In order to explain what caused the explosion, I need to back up a bit. As I said, there was a lot going on, and there are a few different moving parts to this story. First let’s talk about the rig set up. Deepwater Horizon sits at the water surface and the drill extends from the rig down to the oil and gas reservoir that is within an rock layer below the sea floor. The drill is inside a riser pipe that runs from the rig down to the oil and gas reservoir. And a casing is installed to protect the drill pipe below the sea floor and prevent any leaks when the oil and gas are being extracted. Cement is pumped down the riser, out the bottom of the casing and then back up between the casing and the rock layer to make sure the well is sealed off and no leaks can occur. This cement application is critical to the well itself but also to this story; and I will be circling back to that shortly.
At the wellhead on the sea floor, there is also a blow out preventer which is meant to seal the well off and is the last line of defense to prevent a leak or blowout. The blow out preventer is made up of two large donut shaped rubber elements called “annular preventers” that seal off the annular space around the drill pipe. There are also five sets of metal rams; three sets of pipe rams to close off space around the drill pipe, a casing shear ram which cuts through the casing, and then a “blind shear ram” which cuts through the drill pipe to seal off the well in an emergency. The blind shear ram can be activated manually by drillers on the rig, by a remotely operated vehicle or by automated emergency “deadman system”.
Here’s the thing, these deposits are often under immense pressure. If you just drill a hole, you will likely make a geyser, and a mess. Drilling is a balancing act; they use drilling mud, which is a combination of synthetic fluids, polymers and weighting agents, that is calculated to a specific weight to control the oil and gas pressure in a well. The mud also cools and lubricates the well during drilling. If the mud weight is too high it can fracture the surrounding rock and create what is called a lost circulation event, which essentially means the well leaks and you loose oil. If the mud weight is too low, the fluids from the well can rise up to the rig and create a whole host of problems. For the most part, the deeper the well, the higher the pressure. The mud weight is calculated by the well engineering team and then adjusted by the rig crew as they drill. The mud travels down the pipe to the well and back up between the drill and the riser, bringing cuttings up from the bottom of the well. The mud is then sieved out and then recirculated back down the riser in a closed loop.

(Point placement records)
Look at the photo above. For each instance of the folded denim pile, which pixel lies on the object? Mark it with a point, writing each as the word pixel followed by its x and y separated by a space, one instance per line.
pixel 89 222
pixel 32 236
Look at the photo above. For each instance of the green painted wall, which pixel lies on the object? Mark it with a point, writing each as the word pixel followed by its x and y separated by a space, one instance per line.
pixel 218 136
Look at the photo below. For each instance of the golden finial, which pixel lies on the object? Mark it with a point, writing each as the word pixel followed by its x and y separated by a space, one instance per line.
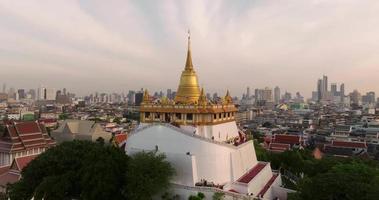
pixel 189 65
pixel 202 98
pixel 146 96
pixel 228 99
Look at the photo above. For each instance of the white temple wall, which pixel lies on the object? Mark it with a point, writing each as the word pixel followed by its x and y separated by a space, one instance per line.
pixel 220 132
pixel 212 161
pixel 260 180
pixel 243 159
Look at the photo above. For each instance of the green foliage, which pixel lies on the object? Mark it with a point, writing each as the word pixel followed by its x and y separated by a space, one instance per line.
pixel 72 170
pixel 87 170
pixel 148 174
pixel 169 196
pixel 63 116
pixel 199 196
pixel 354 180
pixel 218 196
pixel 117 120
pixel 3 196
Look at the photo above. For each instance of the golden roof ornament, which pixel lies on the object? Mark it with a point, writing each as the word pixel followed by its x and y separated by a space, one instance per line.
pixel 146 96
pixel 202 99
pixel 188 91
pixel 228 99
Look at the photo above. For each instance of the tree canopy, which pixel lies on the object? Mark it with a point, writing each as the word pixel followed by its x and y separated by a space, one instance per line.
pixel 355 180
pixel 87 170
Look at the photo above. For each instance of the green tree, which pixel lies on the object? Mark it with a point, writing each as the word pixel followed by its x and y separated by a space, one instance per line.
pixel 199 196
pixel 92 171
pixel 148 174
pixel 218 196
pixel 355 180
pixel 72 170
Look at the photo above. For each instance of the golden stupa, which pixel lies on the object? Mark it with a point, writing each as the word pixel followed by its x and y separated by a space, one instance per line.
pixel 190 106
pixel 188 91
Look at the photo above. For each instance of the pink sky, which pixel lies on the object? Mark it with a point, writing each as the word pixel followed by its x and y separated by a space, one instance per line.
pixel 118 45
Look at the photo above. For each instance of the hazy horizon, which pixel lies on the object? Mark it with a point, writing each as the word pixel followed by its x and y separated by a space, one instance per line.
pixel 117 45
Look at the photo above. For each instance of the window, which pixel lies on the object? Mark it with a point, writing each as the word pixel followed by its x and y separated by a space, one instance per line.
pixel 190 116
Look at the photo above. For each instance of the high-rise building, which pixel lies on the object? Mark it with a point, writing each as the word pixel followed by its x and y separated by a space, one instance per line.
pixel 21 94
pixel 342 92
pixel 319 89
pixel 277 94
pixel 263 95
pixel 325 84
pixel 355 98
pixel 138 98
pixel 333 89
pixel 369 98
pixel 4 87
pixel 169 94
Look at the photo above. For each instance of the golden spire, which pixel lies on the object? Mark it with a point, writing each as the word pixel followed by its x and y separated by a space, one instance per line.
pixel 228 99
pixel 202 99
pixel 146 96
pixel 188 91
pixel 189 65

> Your tasks
a) Swap "casing" for "liner" as you give the Deepwater Horizon text again, from "In order to" to "to that shortly.".
b) Echo the listing word for word, from the line with "Look at the photo above. For each instance of the high-rise" to the line with "pixel 319 89", including both of those lines.

> Task answers
a)
In order to explain what caused the explosion, I need to back up a bit. As I said, there was a lot going on, and there are a few different moving parts to this story. First let’s talk about the rig set up. Deepwater Horizon sits at the water surface and the drill extends from the rig down to the oil and gas reservoir that is within an rock layer below the sea floor. The drill is inside a riser pipe that runs from the rig down to the oil and gas reservoir. And a liner is installed to protect the drill pipe below the sea floor and prevent any leaks when the oil and gas are being extracted. Cement is pumped down the riser, out the bottom of the liner and then back up between the liner and the rock layer to make sure the well is sealed off and no leaks can occur. This cement application is critical to the well itself but also to this story; and I will be circling back to that shortly.

b)
Look at the photo above. For each instance of the high-rise building, which pixel lies on the object? Mark it with a point, writing each as the word pixel followed by its x and y separated by a space, one instance per line.
pixel 21 94
pixel 342 92
pixel 319 89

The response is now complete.